> _ЦЕЛЬ ЗАДАНИЯ_
Перепечатайте весь листинг, не меняя ни одной строки.

> _ИСХОДНЫЕ ДАННЫЕ_
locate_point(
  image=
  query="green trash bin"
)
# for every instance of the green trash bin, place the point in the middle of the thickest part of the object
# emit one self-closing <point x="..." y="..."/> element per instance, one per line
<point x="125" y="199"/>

> _РЕШЕНИЕ ЗАДАНИЯ_
locate_point(
  image=
  query="green trash bin"
)
# for every instance of the green trash bin, place the point in the middle of the thickest part of the object
# emit one self-closing <point x="..." y="..."/> element per instance, one per line
<point x="125" y="199"/>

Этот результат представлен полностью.